__Actions to take__.
a – Please write out the passage from the homecoming memoir excerpt between "I had promised" and "across the field.", inclusive.
b – Continue the homecoming memoir excerpt from the point where it stops.

__Document extract__.
==============================

When I started dating Larry, I was still seeing Rex off and on, and occasionally a few others as well, such as a boy named Audie Ray, who had a tiny Triumph sports car and a broken left leg. He had to drive with his cast out the window, so we worked out a routine where he would use the clutch and brake with his right foot and I would work the gas pedal. I can’t believe we didn’t wreck the car. One memorable afternoon, Audie Ray was at my house, Larry stopped by, and Rex showed up. We all sat in the living room trying to talk, them waiting one another out. I wanted to sneak out the back door and leave, but I was too much of a good Southern hostess, so there we sat, drinking Cokes, them talking about football like they had all come there specifically to hang out with one another. Finally, after what seemed like hours, Audie Ray left, then Rex, and Larry was the winner. That got him a lot of points.
I had promised Rex I would go with him to the homecoming dance months in advance, and he held me to the promise even though I was seeing more of Larry at that time. I don’t know why I just didn’t say no, but I had some weird, strong ideas about keeping my word, and Rex was emphatic that I couldn’t back out on a promise. I was the homecoming maid, and since Rex was the captain of the football team and had to escort the queen, another football player named Robert Lee (whom I wasn’t dating) escorted me across the field.
It was the biggest thrill of my high school years. Although I never got to be a cheerleader, which the most popular girls were, I made good grades in class, was in most of the clubs, edited the school newspaper, and sang in the glee club. I was a good kid who didn’t smoke or drink, and was certainly not going to have sex until I married. At least that was the plan.

==============================

__Data provided__.
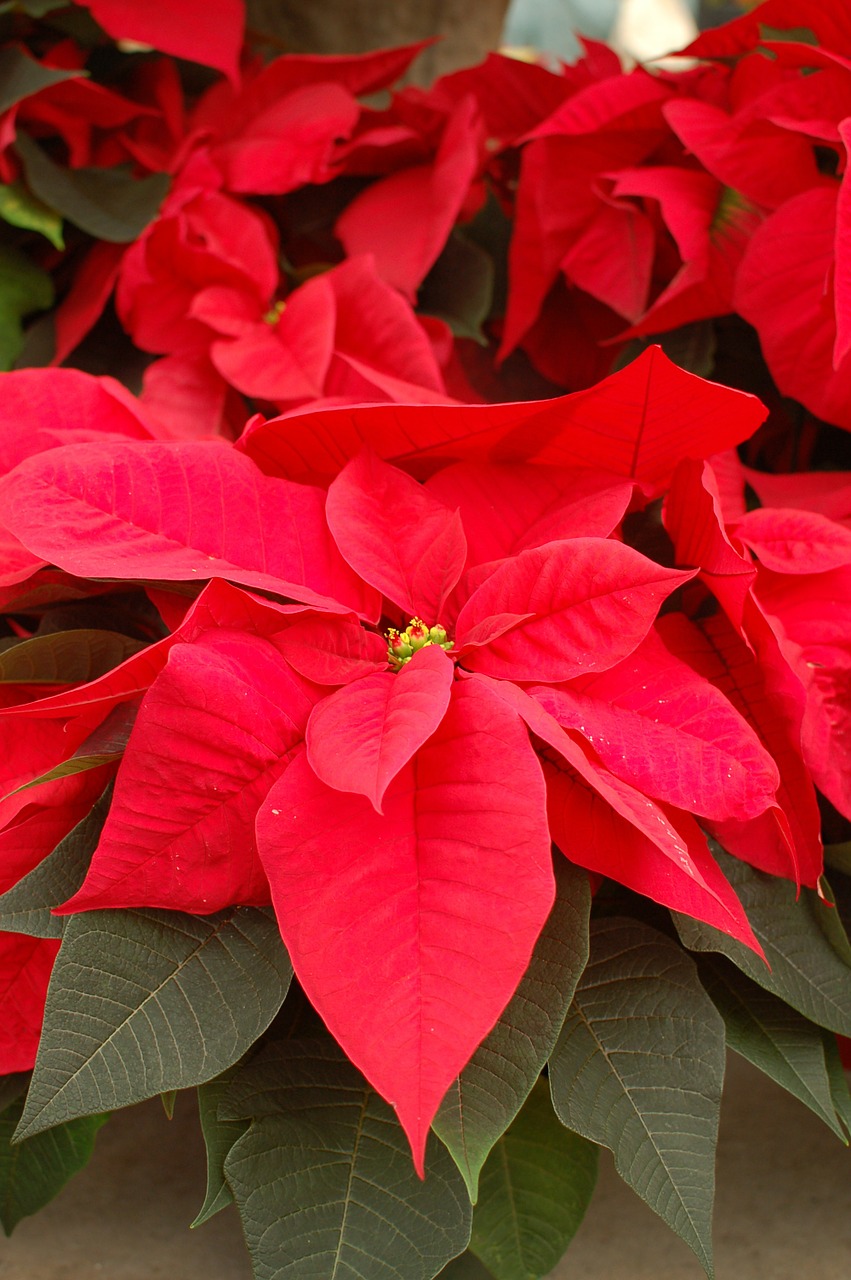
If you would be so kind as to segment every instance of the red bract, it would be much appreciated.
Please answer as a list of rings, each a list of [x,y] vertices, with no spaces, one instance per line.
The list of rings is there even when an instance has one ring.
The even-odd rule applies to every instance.
[[[215,14],[206,0],[169,0],[168,5],[155,6],[145,0],[77,3],[116,40],[138,40],[237,78],[246,20],[243,0],[216,0]]]
[[[45,996],[59,951],[52,938],[0,933],[0,1071],[29,1071],[36,1061]]]
[[[0,723],[28,726],[28,782],[139,703],[61,911],[271,897],[302,986],[421,1167],[549,911],[550,841],[755,947],[694,815],[750,829],[777,809],[778,774],[669,628],[654,632],[695,568],[609,536],[636,483],[668,484],[685,420],[706,425],[697,453],[727,447],[759,421],[751,399],[650,352],[549,404],[388,408],[248,435],[274,470],[298,448],[294,474],[338,471],[326,492],[215,442],[20,462],[0,484],[32,554],[124,581],[219,573],[299,603],[212,584],[173,636]],[[329,420],[346,431],[326,436]],[[6,832],[46,812],[45,786]],[[40,817],[22,872],[46,829]]]

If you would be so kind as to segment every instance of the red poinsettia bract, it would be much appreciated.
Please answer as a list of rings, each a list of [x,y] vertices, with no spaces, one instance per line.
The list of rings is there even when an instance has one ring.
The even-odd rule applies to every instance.
[[[23,460],[0,481],[4,520],[40,561],[229,580],[99,680],[0,712],[26,726],[26,780],[124,708],[110,814],[61,910],[271,897],[302,986],[397,1107],[418,1167],[529,964],[552,841],[758,948],[699,820],[759,822],[778,769],[691,663],[687,620],[659,617],[699,566],[656,563],[619,531],[701,410],[697,449],[761,416],[649,352],[555,402],[270,424],[278,465],[294,431],[302,466],[328,474],[322,422],[348,413],[328,488],[264,474],[248,456],[261,429],[246,452],[104,439]]]

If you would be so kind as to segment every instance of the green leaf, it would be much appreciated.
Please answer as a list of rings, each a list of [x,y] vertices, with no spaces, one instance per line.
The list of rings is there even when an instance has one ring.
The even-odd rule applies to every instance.
[[[33,938],[61,938],[67,916],[51,915],[51,909],[68,901],[86,879],[111,795],[110,783],[91,813],[56,845],[52,854],[0,896],[0,929],[27,933]]]
[[[61,218],[44,200],[33,196],[23,182],[18,180],[8,186],[0,183],[0,218],[10,227],[38,232],[50,241],[54,248],[65,247]]]
[[[438,1280],[494,1280],[494,1274],[467,1249],[447,1263]]]
[[[8,111],[15,102],[38,93],[50,84],[84,76],[86,72],[61,70],[58,67],[42,67],[14,45],[0,49],[0,111]]]
[[[0,370],[9,371],[23,346],[23,317],[54,301],[52,280],[26,253],[0,246]]]
[[[212,1079],[266,1029],[290,977],[270,909],[72,916],[18,1137]]]
[[[88,684],[90,680],[105,676],[139,649],[145,649],[141,640],[132,640],[119,631],[96,631],[88,627],[51,631],[31,640],[19,640],[0,653],[0,684]]]
[[[724,1019],[728,1047],[799,1098],[845,1140],[831,1096],[823,1030],[720,956],[701,957],[697,970]]]
[[[22,1217],[37,1213],[69,1178],[88,1164],[97,1130],[109,1116],[86,1116],[12,1144],[23,1101],[0,1115],[0,1222],[12,1235]]]
[[[219,1106],[227,1097],[232,1079],[233,1070],[223,1071],[215,1080],[198,1088],[201,1133],[207,1148],[207,1190],[192,1226],[201,1226],[219,1210],[233,1203],[233,1196],[224,1176],[224,1162],[234,1142],[242,1138],[248,1128],[248,1121],[228,1120],[219,1115]]]
[[[481,1171],[470,1248],[497,1280],[537,1280],[555,1266],[585,1216],[598,1157],[562,1128],[539,1080]]]
[[[831,1032],[822,1032],[822,1038],[824,1041],[824,1061],[827,1062],[828,1079],[831,1082],[831,1101],[847,1137],[851,1138],[851,1091],[848,1089],[848,1076],[839,1057],[839,1046],[836,1042],[836,1036]]]
[[[747,913],[770,969],[726,933],[672,913],[685,946],[690,951],[720,951],[805,1018],[828,1030],[851,1034],[851,970],[824,936],[813,910],[815,895],[801,890],[796,901],[790,881],[754,870],[718,846],[713,851]]]
[[[494,298],[494,261],[484,248],[454,230],[422,282],[417,310],[445,320],[457,338],[486,346],[481,326]]]
[[[27,1092],[27,1085],[32,1079],[32,1071],[14,1071],[12,1075],[0,1075],[0,1111],[17,1102],[22,1093]]]
[[[54,782],[56,778],[69,778],[76,773],[86,773],[88,769],[100,769],[104,764],[115,764],[124,754],[137,710],[136,703],[119,703],[111,709],[104,723],[99,724],[84,742],[81,742],[72,756],[46,773],[40,773],[37,778],[22,782],[9,795],[15,796],[19,791],[29,791],[45,782]]]
[[[834,870],[851,876],[851,840],[842,845],[825,845],[824,861]]]
[[[549,1074],[559,1119],[612,1149],[712,1275],[724,1027],[691,957],[646,924],[593,924]]]
[[[29,188],[96,239],[129,244],[156,218],[170,178],[134,178],[131,169],[65,169],[26,134],[15,141]]]
[[[838,895],[834,892],[833,886],[828,884],[825,876],[822,877],[822,888],[827,895],[827,901],[818,893],[811,893],[809,897],[810,910],[813,911],[815,923],[839,960],[851,969],[851,941],[848,941],[848,934],[845,931],[845,924],[838,911]]]
[[[68,0],[6,0],[0,4],[0,13],[26,13],[31,18],[44,18],[54,9],[65,9]]]
[[[479,1171],[540,1075],[587,961],[587,874],[561,855],[555,874],[555,905],[530,966],[493,1032],[447,1093],[433,1124],[461,1170],[473,1204]]]
[[[230,1100],[253,1115],[225,1178],[256,1280],[433,1280],[466,1247],[450,1156],[434,1142],[417,1178],[392,1108],[330,1037],[261,1051]]]

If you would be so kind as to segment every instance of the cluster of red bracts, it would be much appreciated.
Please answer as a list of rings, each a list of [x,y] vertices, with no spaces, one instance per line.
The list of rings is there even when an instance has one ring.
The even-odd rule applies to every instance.
[[[851,483],[746,474],[752,397],[653,348],[553,401],[331,407],[230,444],[154,438],[109,379],[6,385],[4,612],[146,591],[168,635],[49,691],[44,637],[12,650],[5,887],[115,774],[58,910],[274,902],[417,1164],[529,963],[552,844],[755,948],[706,833],[816,884],[814,780],[851,817]],[[27,948],[5,1070],[55,945]]]
[[[755,326],[783,394],[851,426],[842,0],[815,14],[768,0],[701,36],[688,52],[703,60],[677,73],[624,73],[590,45],[558,74],[494,55],[392,95],[421,46],[239,64],[238,0],[211,47],[196,44],[197,0],[90,8],[113,35],[229,77],[189,101],[159,58],[119,93],[81,74],[65,40],[44,51],[44,87],[0,118],[5,180],[15,131],[72,172],[170,177],[134,243],[74,250],[56,314],[61,360],[114,293],[136,346],[161,356],[142,399],[170,438],[235,436],[243,397],[269,413],[511,398],[499,367],[517,349],[575,390],[631,338],[729,312]],[[380,91],[384,105],[365,101]],[[512,225],[495,362],[413,307],[489,192]]]

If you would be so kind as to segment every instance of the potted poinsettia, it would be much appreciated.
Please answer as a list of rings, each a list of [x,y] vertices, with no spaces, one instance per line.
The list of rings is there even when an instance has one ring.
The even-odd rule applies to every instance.
[[[41,8],[0,17],[4,1225],[197,1089],[197,1222],[235,1201],[260,1277],[544,1276],[600,1146],[712,1274],[726,1047],[851,1126],[842,261],[810,306],[788,242],[792,319],[767,256],[841,224],[838,8],[386,100],[417,47]]]

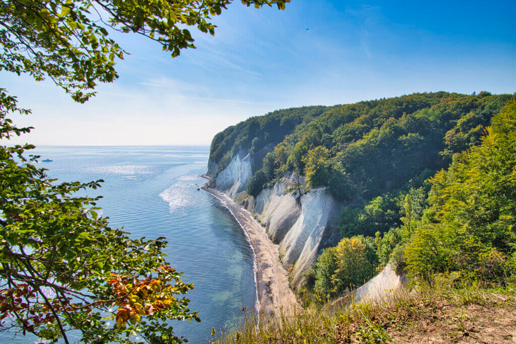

==============================

__Answers to each task__.
a –
I had promised Rex I would go with him to the homecoming dance months in advance, and he held me to the promise even though I was seeing more of Larry at that time. I don’t know why I just didn’t say no, but I had some weird, strong ideas about keeping my word, and Rex was emphatic that I couldn’t back out on a promise. I was the homecoming maid, and since Rex was the captain of the football team and had to escort the queen, another football player named Robert Lee (whom I wasn’t dating) escorted me across the field.

b –
Larry wasn’t happy that I was at homecoming with Rex, but he came with another girl named Janet and we spent the entire night gloomily looking at each other across the dance floor, dancing with the wrong partner. It was my last date with Rex. From then on, Larry and I were going steady.
Our dates consisted for the most part of going to his brother and sister-in-law’s house to play cards. If you remember, cards were on the sin list (Larry didn’t go to church, so he didn’t have a sin list), but we never played for money, just for fun, so I didn’t worry too much about it. My mother and father had relaxed a bit, knowing it was impossible to ask me to stay home from movies. They knew I went to parties but never asked me head-on if I was dancing, and I never said. Needless to say, Mother, Daddy, and I never once discussed sex, or even said the word out loud.
When I was thirteen, I of course knew I would start my period soon. Several of my girlfriends already had theirs, and one had gotten hers in the fourth grade. We all used to accompany her to the high school bathroom where they had a Kotex machine, and stand guard while she put in her nickel and got her pad. We felt grown-up, indeed. Finally one summer day, when my mother was outside in the garden, I found a spot of blood on my underwear. I was thrilled and frightened, and although she had never once mentioned anything about it to me, I needed her to know it had happened. I went out and said, “Mother, I think I’ve just started my period.” She stopped hoeing the weeds for a minute and said, “Well, go take care of it,” then continued chopping. I went back in and found her box of pads and some safety pins and took care of it.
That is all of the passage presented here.